[[ Data for processing, beginning ]]
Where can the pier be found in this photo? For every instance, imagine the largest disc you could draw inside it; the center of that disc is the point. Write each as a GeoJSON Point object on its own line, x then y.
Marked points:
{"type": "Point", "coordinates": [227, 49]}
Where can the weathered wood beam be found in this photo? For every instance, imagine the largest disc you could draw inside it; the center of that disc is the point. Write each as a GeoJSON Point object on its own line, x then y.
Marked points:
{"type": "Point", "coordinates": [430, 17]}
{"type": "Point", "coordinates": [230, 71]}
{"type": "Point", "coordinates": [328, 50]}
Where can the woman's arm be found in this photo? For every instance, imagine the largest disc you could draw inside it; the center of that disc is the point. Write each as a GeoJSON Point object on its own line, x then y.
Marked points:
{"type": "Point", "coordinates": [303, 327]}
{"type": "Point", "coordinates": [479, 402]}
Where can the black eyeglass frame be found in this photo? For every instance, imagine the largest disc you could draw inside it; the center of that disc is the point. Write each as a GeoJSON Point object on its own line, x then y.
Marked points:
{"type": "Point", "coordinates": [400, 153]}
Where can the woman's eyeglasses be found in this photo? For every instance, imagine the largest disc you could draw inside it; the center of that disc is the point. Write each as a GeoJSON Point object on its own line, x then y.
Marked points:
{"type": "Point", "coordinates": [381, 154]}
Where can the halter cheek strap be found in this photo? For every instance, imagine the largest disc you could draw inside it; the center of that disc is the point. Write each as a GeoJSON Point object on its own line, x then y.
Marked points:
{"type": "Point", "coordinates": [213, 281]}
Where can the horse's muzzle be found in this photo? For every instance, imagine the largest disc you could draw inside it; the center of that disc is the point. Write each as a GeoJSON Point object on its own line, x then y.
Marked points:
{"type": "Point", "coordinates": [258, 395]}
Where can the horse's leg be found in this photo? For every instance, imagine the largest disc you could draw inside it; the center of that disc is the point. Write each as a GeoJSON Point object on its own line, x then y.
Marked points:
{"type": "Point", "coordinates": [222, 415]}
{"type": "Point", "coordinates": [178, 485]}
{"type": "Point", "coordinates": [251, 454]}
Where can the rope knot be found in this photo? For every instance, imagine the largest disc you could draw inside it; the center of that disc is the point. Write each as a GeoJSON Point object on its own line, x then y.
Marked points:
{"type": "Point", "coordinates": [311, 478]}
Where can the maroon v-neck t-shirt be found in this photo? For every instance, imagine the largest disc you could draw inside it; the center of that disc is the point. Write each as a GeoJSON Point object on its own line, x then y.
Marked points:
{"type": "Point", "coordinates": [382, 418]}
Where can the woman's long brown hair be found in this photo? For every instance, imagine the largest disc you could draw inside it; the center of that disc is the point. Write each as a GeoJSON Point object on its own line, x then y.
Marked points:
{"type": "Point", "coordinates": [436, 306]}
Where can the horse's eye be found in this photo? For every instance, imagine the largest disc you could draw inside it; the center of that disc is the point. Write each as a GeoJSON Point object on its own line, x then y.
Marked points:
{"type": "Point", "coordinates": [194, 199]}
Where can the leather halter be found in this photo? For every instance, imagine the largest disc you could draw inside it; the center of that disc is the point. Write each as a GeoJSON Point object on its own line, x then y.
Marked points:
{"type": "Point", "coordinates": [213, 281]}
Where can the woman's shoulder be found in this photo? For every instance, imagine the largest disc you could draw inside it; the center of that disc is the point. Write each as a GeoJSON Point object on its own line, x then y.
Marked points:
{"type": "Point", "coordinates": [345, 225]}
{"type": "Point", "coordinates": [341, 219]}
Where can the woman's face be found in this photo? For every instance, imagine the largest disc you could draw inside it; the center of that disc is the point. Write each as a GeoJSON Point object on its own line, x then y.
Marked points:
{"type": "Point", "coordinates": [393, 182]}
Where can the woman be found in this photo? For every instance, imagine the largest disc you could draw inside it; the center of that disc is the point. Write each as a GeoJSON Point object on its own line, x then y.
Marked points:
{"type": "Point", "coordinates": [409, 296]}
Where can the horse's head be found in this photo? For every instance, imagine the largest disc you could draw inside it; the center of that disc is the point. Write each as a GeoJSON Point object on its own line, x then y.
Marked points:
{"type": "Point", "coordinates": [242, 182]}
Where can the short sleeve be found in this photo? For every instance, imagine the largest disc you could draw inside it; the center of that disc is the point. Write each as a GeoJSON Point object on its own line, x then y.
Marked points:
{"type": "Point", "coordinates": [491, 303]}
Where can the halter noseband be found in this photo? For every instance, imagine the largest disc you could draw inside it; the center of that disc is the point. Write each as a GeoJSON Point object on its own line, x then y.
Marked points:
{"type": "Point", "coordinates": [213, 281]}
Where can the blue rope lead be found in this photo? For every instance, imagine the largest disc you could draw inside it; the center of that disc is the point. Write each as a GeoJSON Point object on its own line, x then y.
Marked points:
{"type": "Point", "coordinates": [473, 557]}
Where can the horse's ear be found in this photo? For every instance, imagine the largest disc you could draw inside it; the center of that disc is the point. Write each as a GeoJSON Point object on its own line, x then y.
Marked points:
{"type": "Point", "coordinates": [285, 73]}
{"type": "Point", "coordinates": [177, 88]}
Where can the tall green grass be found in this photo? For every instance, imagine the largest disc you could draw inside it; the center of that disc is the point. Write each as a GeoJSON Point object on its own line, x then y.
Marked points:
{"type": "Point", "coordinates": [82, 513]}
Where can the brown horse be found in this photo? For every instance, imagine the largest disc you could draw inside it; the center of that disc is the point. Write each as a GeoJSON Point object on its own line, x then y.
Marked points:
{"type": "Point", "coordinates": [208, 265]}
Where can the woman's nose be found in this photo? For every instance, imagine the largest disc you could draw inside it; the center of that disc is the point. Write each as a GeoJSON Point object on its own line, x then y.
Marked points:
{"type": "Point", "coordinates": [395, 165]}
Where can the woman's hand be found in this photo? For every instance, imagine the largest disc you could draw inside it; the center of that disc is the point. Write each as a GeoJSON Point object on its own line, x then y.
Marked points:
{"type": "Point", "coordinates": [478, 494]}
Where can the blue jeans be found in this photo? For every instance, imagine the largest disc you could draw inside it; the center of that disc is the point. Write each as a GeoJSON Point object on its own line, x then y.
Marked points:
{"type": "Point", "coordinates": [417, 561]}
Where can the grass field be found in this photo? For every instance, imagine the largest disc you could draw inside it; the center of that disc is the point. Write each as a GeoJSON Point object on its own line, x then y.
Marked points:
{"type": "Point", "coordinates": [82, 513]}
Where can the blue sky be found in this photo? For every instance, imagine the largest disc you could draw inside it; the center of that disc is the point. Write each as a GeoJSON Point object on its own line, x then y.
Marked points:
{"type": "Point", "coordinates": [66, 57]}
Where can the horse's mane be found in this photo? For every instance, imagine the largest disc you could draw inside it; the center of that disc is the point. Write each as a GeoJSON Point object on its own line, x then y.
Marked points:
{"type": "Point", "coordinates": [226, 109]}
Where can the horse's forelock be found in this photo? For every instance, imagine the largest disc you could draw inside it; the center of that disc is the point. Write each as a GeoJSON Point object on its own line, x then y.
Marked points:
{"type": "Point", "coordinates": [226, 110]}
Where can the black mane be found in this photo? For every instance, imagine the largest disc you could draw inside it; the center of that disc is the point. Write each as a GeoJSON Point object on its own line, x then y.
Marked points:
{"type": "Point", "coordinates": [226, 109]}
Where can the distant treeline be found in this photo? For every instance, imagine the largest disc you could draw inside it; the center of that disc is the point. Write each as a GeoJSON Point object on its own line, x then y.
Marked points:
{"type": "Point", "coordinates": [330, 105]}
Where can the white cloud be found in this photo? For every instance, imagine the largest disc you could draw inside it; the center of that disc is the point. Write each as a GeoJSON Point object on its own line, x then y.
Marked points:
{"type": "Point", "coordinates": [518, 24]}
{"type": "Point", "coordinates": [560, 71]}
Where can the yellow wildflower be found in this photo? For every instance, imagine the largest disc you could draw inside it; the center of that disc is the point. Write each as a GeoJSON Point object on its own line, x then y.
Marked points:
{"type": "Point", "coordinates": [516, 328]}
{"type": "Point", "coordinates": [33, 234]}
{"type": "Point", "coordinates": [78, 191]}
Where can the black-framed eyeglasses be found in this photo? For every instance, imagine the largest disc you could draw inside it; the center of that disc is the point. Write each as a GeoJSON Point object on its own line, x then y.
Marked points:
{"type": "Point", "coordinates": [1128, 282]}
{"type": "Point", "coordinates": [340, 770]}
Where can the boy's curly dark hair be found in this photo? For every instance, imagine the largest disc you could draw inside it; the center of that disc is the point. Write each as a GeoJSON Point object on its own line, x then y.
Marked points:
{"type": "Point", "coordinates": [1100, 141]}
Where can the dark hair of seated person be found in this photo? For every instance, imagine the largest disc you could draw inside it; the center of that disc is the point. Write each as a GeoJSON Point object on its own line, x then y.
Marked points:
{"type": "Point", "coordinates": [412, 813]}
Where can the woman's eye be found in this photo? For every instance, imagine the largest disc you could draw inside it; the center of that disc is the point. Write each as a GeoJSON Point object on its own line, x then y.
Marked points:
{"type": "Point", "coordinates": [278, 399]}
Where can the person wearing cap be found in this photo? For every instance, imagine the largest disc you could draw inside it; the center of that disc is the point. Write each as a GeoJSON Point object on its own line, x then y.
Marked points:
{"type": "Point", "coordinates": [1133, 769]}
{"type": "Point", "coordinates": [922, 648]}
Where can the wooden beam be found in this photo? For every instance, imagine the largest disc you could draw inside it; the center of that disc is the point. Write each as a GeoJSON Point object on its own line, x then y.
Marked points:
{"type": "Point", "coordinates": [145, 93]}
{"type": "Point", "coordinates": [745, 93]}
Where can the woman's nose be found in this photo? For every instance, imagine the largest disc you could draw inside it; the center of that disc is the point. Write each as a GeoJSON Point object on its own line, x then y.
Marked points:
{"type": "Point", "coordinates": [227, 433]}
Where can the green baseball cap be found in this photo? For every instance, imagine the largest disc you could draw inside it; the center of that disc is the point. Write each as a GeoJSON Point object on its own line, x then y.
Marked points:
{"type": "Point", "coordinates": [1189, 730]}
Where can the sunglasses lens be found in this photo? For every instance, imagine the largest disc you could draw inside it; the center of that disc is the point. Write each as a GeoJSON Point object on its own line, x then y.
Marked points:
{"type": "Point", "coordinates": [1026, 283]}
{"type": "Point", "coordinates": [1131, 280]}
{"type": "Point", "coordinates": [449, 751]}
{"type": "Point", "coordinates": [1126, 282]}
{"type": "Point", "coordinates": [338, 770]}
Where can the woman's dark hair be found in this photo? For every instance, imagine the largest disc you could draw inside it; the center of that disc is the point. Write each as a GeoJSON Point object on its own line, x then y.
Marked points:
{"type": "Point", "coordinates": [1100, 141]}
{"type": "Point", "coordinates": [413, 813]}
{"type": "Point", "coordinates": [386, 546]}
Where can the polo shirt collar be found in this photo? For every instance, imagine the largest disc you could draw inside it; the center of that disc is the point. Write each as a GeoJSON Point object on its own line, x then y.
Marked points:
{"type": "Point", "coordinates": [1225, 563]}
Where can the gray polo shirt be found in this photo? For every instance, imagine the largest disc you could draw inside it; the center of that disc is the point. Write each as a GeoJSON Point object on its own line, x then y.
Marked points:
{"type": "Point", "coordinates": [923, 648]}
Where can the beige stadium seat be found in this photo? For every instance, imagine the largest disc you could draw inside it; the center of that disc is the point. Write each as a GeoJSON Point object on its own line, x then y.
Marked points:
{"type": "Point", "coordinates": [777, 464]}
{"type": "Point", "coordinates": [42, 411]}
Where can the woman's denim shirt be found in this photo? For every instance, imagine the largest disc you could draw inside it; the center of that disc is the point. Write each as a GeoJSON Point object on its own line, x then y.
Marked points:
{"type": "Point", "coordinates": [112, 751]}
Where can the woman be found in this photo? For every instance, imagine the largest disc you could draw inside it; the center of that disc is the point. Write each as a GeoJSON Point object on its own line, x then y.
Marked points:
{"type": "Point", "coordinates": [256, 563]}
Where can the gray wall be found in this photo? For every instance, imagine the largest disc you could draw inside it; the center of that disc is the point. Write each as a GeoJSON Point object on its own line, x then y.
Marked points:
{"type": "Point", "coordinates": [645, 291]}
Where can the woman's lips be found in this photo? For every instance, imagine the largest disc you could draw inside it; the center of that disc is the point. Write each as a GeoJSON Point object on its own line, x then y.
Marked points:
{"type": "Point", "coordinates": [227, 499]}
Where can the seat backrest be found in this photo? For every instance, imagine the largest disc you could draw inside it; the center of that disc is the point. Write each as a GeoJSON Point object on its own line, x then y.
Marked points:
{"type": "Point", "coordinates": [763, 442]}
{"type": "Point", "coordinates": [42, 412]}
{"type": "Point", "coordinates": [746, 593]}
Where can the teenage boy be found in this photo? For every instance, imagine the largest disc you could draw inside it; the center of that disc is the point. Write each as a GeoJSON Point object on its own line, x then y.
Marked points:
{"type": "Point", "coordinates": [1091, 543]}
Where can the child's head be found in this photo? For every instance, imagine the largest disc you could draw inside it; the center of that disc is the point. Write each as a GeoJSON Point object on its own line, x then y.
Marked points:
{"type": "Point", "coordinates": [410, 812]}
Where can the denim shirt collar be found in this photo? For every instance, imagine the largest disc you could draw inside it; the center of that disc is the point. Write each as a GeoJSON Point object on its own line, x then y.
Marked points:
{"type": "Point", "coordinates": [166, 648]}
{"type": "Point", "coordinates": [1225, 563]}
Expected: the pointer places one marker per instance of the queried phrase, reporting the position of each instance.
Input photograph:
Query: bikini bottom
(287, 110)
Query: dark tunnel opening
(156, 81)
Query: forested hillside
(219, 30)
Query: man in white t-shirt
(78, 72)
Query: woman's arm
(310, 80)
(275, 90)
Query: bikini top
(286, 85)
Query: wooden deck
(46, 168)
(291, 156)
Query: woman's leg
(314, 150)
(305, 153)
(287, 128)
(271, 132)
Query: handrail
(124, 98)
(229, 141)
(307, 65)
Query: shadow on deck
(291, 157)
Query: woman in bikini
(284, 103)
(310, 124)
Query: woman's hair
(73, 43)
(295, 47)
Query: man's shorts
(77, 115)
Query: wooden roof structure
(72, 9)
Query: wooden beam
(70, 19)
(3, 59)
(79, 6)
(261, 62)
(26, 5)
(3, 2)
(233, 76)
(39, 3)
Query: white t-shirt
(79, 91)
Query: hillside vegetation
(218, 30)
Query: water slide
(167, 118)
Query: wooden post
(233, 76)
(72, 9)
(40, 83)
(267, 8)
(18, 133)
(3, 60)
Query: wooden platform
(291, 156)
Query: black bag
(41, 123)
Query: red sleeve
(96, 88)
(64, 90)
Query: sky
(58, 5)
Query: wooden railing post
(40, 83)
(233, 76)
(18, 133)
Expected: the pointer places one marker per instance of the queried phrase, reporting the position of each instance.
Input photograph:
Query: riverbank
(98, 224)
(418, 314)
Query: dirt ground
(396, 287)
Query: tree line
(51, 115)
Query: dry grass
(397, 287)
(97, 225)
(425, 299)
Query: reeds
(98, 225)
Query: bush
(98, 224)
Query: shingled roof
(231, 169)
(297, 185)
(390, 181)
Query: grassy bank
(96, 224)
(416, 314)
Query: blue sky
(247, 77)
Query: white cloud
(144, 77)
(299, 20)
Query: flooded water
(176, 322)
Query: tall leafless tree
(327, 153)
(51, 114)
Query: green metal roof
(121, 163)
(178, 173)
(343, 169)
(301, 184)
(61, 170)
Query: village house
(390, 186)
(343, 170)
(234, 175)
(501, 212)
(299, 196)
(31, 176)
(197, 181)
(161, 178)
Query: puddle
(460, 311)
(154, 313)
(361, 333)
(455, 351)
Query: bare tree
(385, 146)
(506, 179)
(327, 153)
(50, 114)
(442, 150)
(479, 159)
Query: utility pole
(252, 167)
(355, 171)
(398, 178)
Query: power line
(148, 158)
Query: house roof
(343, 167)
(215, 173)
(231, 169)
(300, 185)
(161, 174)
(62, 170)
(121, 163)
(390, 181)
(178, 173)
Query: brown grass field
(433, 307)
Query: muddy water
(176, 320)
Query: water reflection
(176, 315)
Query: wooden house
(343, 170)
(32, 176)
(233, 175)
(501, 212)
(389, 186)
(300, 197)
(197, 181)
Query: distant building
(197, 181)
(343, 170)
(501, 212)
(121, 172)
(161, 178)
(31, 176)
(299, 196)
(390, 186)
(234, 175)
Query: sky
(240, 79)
[[ Data for processing, end ]]
*What is required*.
Every line above that holds the string "halter" counts once; give the total and nothing more.

*Result of this exercise*.
3